**EXERCISE**
Please copy out the entries below word for word, from the line containing "Search for white" through the line containing "Search for girl's eyelashes", including both of those lines.

(Entries from a data source)

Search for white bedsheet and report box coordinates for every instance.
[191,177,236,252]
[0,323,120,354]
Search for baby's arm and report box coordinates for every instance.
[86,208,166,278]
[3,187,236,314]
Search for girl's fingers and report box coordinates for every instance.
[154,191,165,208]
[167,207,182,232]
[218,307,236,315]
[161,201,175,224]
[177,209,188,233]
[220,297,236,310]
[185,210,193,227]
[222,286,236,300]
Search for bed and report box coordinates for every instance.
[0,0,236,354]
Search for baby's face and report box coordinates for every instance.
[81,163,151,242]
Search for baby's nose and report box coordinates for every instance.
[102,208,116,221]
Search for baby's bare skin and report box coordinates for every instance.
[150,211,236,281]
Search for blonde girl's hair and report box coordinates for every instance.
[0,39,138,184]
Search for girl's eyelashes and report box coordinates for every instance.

* * *

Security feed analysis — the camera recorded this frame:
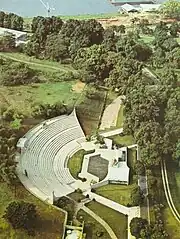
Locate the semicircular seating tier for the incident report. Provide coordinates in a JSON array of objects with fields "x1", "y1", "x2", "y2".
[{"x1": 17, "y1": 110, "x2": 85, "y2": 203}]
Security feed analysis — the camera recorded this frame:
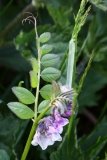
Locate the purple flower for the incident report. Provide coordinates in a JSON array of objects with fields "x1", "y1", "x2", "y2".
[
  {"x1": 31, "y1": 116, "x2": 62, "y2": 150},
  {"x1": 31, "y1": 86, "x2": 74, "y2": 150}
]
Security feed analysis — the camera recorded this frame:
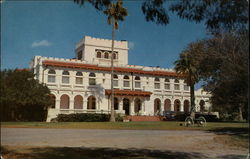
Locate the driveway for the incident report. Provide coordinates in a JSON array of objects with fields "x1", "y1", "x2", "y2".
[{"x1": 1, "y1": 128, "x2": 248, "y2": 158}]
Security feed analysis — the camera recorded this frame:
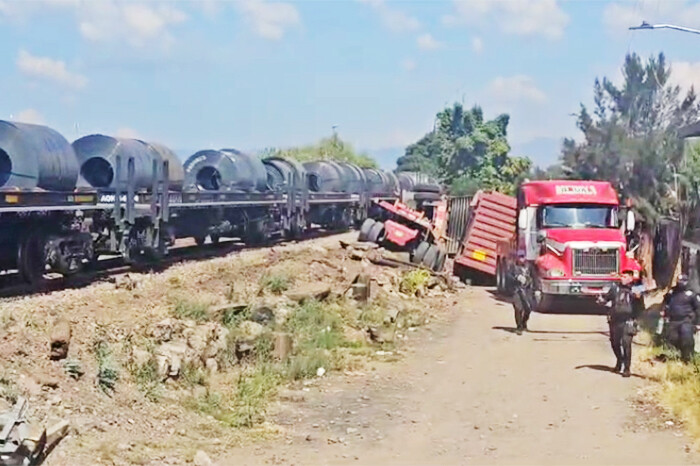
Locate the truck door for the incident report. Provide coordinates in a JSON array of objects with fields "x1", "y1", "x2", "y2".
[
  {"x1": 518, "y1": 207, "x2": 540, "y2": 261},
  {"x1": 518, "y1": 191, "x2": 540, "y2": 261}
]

**WORKED ANSWER**
Search for white bedsheet and report box coordinates for every instance.
[191,177,236,252]
[0,323,120,354]
Search for baby's arm and report box coordinates for every instance.
[86,208,166,278]
[3,187,236,314]
Search for girl's fingers and report box coordinates for every instance.
[154,191,165,208]
[167,207,182,232]
[218,307,236,315]
[161,201,175,224]
[177,209,188,233]
[220,297,236,310]
[185,210,193,227]
[222,286,236,300]
Search for bed and report box coordinates for every instance.
[0,0,236,354]
Search for baby's face and report box coordinates for every instance.
[81,163,151,242]
Search for baby's nose and report box coordinates for every instance.
[102,208,116,221]
Search for baby's bare skin and report box coordinates for every instance.
[150,211,236,281]
Search for blonde girl's hair and report box coordinates for every instance.
[0,39,138,184]
Search for girl's eyelashes and report box coordinates for every instance.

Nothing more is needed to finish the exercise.